La de comprender la entrega de la vida que engendra vida, dejándose lavar los pies por el Maestro, el Señor y, quizá más aún, por los hermanos. Comprendemos la reacción de Pedro y acogemos la enseñanza del Señor. 

Pero hemos de dar un paso más de humildad y comprensión del nuevo mandato del amor: dejar que otros hermanos nos laven los pies, con lo que ello puede comprometernos. Más aún, cuando recordamos al Maestro en el lavatorio de aquella tarde, hemos de detenernos en el momento en el que mira a Judas a los ojos y se arrodilla a sus pies.

 Antes de que el Señor se levantara de la mesa y tomara la toalla, el texto del evangelio de san Juan que hemos escuchado dice: «Ya el diablo había suscitado en el corazón de Judas, hijo de Simón Iscariote, la intención de entregarlo» (Jn 13, 2). Jesús lava los pies también a quien encarna la traición y cambia la amistad por enemistad; responde con amor al odio.

 Si hace falta aprender con Pedro que debemos dejarnos lavar los pies por el Maestro y por quienes amamos, hacen falta dosis extraordinarias de amor y humildad para lavar los pies a quien encarna la traición, la enemistad, el odio, el mal, en definitiva.

— Tareas y ejercicios —
• a. Por favor, resume en dos oraciones el texto sobre el lavatorio de los pies.
• b. Prosigue el texto sobre el lavatorio de los pies a partir de su última oración.
Las líneas no guardan ninguna relación con este texto.

— Líneas proporcionadas —
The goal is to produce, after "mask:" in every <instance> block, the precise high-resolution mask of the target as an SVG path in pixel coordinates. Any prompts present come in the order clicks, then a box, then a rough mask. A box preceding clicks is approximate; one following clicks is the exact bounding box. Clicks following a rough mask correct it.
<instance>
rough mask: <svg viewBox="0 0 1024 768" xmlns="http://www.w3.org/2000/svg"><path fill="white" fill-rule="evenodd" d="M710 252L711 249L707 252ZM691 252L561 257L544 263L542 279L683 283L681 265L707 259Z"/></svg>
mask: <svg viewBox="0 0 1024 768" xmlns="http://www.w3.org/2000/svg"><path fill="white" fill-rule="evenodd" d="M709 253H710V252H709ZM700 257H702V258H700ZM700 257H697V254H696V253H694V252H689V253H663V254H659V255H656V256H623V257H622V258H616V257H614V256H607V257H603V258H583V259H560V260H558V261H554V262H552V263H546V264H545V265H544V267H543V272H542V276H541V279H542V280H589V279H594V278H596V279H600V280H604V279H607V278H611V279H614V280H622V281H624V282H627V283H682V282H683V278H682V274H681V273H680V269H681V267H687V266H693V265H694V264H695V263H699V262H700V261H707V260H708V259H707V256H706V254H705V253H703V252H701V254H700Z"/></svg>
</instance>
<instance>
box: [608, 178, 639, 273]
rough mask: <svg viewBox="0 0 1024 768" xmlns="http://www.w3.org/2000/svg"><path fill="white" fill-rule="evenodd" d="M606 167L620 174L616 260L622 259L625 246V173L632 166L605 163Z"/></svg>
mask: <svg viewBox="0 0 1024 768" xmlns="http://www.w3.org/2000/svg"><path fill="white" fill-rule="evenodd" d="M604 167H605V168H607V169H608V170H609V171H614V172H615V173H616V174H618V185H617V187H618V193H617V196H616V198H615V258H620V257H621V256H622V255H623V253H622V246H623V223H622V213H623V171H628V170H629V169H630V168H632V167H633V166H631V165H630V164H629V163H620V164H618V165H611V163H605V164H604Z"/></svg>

— Respuestas del ejercicio —
• a. Además de comprender, como Pedro, que hay que dejarse lavar los pies por el Maestro, hemos de dar un paso más de humildad y dejar que otros hermanos nos laven los pies. Según el evangelio de san Juan, Jesús lava los pies también a Judas, que encarna la traición, y responde con amor al odio, y lavar los pies a quien encarna el mal exige dosis extraordinarias de amor y humildad.

• b.
El lavatorio fraterno, eucarístico y sacerdotal está fundado en el amor que se entrega para dar vida. No hay amor más grande para cambiar la vida, para abandonar todo aquello que no tiene que ver con este amor sublime, para aceptar la donación sacrificial que Cristo hace por sus amigos y hacer cada uno de nosotros lo mismo. Hacerlo como los mártires —recuerda san Agustín— es comprender hasta dónde podemos llegar nosotros si comemos de este pan y bebemos de este cáliz. 

A través de este testimonio, el de la entrega de Cristo y de los cristianos, brilla una esperanza de vida nueva que permite trascender la tragedia de enfermedad, dolor y muerte que experimentamos estas semanas.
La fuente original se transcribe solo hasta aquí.